▶ Aim:
Copy the material below, requests included, from the line that contains "white building, put" through the end of the material, and give only those lines. Scale each coordinate in the answers by 1.25, rounding to whole numbers with halves going up, and keep everything else the same.

================================

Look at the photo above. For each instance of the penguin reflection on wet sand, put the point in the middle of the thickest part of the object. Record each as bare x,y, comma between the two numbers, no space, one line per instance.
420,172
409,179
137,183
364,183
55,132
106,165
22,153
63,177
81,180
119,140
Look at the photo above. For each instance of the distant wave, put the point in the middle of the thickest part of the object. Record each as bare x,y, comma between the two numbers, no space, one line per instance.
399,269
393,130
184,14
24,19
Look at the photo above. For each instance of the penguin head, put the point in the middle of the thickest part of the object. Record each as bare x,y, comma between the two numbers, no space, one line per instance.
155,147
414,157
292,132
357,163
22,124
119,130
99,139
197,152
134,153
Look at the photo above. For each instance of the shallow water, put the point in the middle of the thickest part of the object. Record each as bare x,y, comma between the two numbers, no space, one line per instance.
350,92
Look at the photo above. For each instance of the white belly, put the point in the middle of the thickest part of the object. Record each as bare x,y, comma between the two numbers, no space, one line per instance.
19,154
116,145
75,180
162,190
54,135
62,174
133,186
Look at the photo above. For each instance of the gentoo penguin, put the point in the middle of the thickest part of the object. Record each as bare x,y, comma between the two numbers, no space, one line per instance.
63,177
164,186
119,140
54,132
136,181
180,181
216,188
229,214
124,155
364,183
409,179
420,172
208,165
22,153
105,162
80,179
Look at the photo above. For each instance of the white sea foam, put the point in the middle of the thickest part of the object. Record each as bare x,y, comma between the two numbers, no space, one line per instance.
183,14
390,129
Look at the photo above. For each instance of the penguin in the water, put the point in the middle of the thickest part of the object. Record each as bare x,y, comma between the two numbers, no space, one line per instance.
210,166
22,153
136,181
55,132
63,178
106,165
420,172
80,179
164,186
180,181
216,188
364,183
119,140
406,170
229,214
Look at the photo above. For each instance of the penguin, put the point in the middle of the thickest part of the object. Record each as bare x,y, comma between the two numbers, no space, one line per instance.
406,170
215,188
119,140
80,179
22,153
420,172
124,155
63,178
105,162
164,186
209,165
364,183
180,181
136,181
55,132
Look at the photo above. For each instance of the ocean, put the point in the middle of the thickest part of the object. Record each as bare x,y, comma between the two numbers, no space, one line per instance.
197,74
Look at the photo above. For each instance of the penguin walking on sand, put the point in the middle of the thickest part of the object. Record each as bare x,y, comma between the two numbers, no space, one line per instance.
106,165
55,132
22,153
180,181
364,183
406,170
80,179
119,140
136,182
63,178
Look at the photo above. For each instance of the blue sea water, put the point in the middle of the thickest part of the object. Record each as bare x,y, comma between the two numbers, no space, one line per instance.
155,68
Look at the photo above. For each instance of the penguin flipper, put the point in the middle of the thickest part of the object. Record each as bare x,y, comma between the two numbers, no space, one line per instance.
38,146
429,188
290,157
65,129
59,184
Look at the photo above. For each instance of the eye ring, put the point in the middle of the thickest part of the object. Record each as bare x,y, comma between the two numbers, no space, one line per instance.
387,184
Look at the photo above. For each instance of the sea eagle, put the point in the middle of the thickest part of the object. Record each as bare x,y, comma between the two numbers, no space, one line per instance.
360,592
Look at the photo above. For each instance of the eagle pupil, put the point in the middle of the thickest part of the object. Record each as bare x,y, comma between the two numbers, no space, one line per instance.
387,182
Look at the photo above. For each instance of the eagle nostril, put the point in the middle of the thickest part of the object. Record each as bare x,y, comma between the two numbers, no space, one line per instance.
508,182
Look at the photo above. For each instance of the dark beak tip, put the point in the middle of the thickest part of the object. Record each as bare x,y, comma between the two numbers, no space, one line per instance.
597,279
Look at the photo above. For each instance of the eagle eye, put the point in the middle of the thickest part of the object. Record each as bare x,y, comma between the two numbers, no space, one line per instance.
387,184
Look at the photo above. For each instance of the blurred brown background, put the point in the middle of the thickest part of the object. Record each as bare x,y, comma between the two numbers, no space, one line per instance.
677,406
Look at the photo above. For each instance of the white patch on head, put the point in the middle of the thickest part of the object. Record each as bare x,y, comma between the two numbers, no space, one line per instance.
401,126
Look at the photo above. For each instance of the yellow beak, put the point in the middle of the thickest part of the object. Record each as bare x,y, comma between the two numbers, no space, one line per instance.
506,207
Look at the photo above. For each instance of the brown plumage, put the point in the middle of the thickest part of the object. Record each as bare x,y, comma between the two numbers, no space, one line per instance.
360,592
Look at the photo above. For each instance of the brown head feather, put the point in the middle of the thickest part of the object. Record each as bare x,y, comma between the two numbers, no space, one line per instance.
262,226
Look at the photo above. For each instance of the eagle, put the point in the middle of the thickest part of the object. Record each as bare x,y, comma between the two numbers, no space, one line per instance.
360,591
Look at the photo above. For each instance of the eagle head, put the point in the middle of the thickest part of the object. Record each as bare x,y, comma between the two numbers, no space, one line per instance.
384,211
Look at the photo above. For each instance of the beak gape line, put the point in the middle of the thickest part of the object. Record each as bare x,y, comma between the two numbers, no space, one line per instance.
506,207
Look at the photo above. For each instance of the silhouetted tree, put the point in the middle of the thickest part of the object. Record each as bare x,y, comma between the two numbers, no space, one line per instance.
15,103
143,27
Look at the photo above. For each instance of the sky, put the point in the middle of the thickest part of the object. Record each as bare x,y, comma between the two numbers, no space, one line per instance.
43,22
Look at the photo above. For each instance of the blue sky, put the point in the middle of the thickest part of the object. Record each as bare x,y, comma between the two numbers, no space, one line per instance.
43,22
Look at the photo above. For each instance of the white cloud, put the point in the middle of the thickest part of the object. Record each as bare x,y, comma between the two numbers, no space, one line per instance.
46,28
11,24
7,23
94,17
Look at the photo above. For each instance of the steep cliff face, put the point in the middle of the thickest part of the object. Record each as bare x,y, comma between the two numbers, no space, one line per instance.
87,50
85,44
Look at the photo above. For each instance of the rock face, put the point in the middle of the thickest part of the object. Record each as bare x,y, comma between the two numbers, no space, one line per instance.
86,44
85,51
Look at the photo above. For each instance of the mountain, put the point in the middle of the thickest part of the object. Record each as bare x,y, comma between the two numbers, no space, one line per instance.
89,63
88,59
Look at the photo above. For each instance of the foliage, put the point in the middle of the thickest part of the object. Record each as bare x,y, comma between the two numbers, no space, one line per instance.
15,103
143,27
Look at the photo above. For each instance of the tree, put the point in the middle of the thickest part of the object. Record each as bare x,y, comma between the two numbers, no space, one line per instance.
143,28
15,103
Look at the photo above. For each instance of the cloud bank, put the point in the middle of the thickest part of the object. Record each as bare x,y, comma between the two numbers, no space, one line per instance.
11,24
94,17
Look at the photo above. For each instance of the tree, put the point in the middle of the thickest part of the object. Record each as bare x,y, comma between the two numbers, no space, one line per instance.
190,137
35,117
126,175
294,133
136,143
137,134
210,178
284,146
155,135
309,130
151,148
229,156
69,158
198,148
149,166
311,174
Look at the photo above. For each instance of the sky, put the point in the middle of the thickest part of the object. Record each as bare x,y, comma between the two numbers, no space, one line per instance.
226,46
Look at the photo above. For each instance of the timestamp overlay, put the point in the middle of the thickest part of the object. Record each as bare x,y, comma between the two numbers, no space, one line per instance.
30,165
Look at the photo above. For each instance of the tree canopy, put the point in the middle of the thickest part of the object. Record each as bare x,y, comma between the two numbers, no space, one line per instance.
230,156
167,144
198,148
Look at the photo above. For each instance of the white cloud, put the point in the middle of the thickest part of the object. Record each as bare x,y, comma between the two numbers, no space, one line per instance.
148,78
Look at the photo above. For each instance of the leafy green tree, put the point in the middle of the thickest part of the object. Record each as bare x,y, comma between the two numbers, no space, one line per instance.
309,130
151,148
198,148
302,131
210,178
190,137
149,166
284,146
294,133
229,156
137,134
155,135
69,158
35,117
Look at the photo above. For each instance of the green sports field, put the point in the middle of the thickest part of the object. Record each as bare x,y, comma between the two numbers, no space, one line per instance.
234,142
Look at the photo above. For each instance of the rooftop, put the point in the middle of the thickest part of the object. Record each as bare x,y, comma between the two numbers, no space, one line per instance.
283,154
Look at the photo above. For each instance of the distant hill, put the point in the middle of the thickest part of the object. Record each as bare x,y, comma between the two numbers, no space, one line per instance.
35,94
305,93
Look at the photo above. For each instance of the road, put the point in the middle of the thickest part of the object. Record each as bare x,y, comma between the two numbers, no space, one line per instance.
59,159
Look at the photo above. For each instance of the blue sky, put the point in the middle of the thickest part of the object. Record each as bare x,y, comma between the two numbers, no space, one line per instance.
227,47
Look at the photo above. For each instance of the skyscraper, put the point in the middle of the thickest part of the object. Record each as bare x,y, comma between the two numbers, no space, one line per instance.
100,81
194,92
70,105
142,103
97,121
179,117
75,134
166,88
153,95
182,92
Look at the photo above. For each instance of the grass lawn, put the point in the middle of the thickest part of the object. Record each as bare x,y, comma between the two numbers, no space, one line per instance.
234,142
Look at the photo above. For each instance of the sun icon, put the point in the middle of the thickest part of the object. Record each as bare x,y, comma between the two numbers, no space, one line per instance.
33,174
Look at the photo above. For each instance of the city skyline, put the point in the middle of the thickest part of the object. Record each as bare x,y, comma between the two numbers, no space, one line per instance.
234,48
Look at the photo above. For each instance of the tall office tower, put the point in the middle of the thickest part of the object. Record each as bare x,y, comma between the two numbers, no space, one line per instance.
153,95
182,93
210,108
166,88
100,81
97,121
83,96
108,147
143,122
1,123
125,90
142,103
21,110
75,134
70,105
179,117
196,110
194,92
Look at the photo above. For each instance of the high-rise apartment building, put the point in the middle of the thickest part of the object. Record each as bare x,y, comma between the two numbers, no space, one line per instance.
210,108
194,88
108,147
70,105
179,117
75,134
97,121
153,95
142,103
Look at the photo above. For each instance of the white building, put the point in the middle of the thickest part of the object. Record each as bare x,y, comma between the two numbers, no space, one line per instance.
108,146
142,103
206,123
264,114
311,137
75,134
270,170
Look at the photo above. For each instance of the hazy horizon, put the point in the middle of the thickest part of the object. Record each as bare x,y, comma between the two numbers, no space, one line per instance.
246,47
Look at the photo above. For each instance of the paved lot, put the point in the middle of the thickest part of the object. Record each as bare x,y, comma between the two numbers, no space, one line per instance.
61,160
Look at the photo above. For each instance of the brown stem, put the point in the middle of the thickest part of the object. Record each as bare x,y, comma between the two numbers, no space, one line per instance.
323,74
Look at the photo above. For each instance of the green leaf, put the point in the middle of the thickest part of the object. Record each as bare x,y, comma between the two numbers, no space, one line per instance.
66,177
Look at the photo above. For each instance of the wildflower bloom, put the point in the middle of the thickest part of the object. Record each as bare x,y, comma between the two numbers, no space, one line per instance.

================================

▶ Solved exercise:
Look at the photo above. For each instance of the white building, put the point in the middle of the thickest part of the object. Record each as bare x,y, comma between the two numbers, no space, one line per instance.
135,183
178,129
258,154
330,143
389,171
94,168
338,213
Look at the photo above. For each instance of the hazy horizon, put the point in the middle of the thickest part of the object. Record each as bare x,y, comma between the two numbers, no space, one line per instance.
308,59
Look at the photo above. For each instance of the paved lot, put the point in the middle of the thickest part of the object. Record each as bare x,y, comma between the two numbers, no space, one line per instance.
76,200
Look at the photo above. For each instance of the brown stem, put the point in the middle of the thickest part of the object. Record each as bare x,y, comma between the two numbers, no space, one line per instance.
404,93
Look at the photo above. For each instance of the green leaf, put the point in the middle of the thickest part of the object. Record each as bare x,y, comma between the two numbers, no space, one line per instance.
83,221
Look at the photo above. For each instance of the wildflower bloom, put the point in the middle of the thickest part of the object. Record each as bare x,y, comma between the two numbers, no space, one line per instance.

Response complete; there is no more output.